▸ The problem: Reproduce the following records line for line without any changes, omitting the pictures from your output.

[Object location annotation records]
----------------
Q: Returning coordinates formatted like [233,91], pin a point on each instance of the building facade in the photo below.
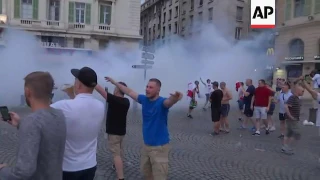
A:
[297,45]
[80,24]
[161,19]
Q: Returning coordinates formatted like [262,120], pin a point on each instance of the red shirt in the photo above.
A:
[261,96]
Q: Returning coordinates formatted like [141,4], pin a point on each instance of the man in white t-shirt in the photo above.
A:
[316,96]
[209,90]
[84,116]
[282,99]
[316,85]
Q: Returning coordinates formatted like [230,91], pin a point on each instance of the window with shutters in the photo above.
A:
[80,9]
[105,13]
[316,6]
[299,8]
[26,9]
[296,48]
[78,43]
[54,10]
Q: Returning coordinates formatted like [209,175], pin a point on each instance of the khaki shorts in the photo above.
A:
[293,129]
[155,161]
[115,144]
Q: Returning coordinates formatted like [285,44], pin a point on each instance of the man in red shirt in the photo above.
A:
[261,104]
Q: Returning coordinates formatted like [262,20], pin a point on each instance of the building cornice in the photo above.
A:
[298,26]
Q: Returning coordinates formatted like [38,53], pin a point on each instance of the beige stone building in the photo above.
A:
[162,19]
[297,45]
[75,24]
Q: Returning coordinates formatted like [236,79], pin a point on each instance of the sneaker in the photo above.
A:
[189,116]
[272,128]
[281,136]
[267,131]
[241,128]
[214,134]
[287,151]
[257,133]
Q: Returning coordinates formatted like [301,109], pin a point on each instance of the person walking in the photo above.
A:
[84,116]
[42,134]
[155,109]
[116,124]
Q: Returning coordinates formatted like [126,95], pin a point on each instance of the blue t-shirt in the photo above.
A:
[247,99]
[155,121]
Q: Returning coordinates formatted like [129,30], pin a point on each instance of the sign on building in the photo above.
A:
[263,14]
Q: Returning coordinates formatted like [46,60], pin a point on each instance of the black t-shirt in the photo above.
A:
[116,121]
[216,97]
[247,99]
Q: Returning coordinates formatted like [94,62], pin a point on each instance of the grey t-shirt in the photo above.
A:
[42,136]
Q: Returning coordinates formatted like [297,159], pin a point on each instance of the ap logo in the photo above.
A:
[263,14]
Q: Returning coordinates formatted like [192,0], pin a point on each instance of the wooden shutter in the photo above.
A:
[71,12]
[88,14]
[17,6]
[288,13]
[307,7]
[35,7]
[316,6]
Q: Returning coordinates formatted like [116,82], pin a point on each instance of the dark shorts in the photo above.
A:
[282,116]
[247,111]
[225,108]
[271,109]
[293,129]
[207,97]
[240,104]
[215,114]
[87,174]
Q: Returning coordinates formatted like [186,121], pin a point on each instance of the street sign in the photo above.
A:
[148,49]
[147,62]
[141,66]
[147,56]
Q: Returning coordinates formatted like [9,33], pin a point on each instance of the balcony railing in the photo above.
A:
[49,25]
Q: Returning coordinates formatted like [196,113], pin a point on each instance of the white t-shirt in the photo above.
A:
[316,80]
[282,99]
[84,116]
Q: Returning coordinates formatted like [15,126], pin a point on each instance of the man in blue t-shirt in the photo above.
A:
[155,152]
[248,94]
----------------
▸ Exercise result:
Q: Returning coordinates formatted like [233,91], pin a point on each instance of the building facade in the photo below.
A:
[297,45]
[80,24]
[161,19]
Q: Returning coordinates formatted like [262,120], pin a point on each instance of the red shirt in the photo above.
A:
[261,96]
Q: Returning coordinates formatted like [141,4], pin a point on each instance of the man in white t-shirt in the photo above.
A:
[316,96]
[209,90]
[84,116]
[282,99]
[316,85]
Q: Returning coordinates formatted like [230,91], pin a point on each instance of the window with shutters in the photo above.
A:
[80,9]
[105,13]
[316,6]
[299,8]
[26,9]
[296,48]
[78,43]
[54,10]
Q: Returning coordinates formatted like [209,175], pin a point on each instance of the khaki shorts in the photo above.
A:
[293,129]
[155,161]
[115,144]
Q: Returning coordinates formatted like [285,44], pin a point on each instance of the man in red shirt in the photo above.
A:
[261,104]
Q: Returning coordinates formatted like [262,20], pin a point on each instance of the building cornice in the photo above.
A:
[298,26]
Q: Returning coordinates formatted like [38,53], pin a point on each instance of the beige stone building in the photo above.
A:
[162,19]
[297,45]
[75,24]
Q: Returning coordinates formatted like [236,79], pin a point on each instance of the sneaker in the photo above.
A:
[189,116]
[272,128]
[281,136]
[267,131]
[241,128]
[214,134]
[287,151]
[257,133]
Q: Returning coordinates formatted like [301,109], pin a point on each instance of the person walking in the photo above.
A:
[84,116]
[42,134]
[155,109]
[116,124]
Q: Returning coordinates formatted like [126,95], pin a point on each instance of the blue t-shirt in the photo above.
A:
[247,99]
[155,121]
Q: Returning coordinates formatted like [129,30], pin a point on each instance of the sign on building in the photo above.
A:
[263,14]
Q: Returning coordinates formatted like [46,60], pin a point on each instance of the black t-shirt in the photo above.
A:
[116,121]
[216,97]
[247,99]
Q: Returning coordinates formatted like [94,62], pin a point on each instance of the grey t-shirt in the photo above.
A:
[42,136]
Q: Returning coordinates formatted like [297,159], pin a point on each instance of the ap logo in the photo above.
A:
[263,14]
Q: Returning coordinates formatted like [192,0], pin a point on each instance of the wooden shutter in the photo above.
A:
[71,12]
[88,14]
[17,6]
[288,13]
[307,7]
[35,7]
[316,6]
Q: Returning coordinates formatted like [116,82], pin a point on each instance of the dark shorts in the photo above.
A:
[282,116]
[247,111]
[225,108]
[271,109]
[293,129]
[207,97]
[240,104]
[215,114]
[87,174]
Q: Returning coordinates formatted like [186,121], pin a point on each instance of the street sign in the photo above.
A:
[148,49]
[147,62]
[141,66]
[147,56]
Q: Returning coordinates formatted like [9,33], pin a point on each instance of the balcony railing in the photo above.
A:
[49,25]
Q: Returning coordinates formatted like [196,113], pin a point on each instance of the white t-shirt in the photo above.
A:
[316,80]
[282,99]
[84,116]
Q: Returning coordinates formatted like [15,126], pin a point on each instance of the man in blue t-shirt in the photo above.
A:
[155,152]
[248,94]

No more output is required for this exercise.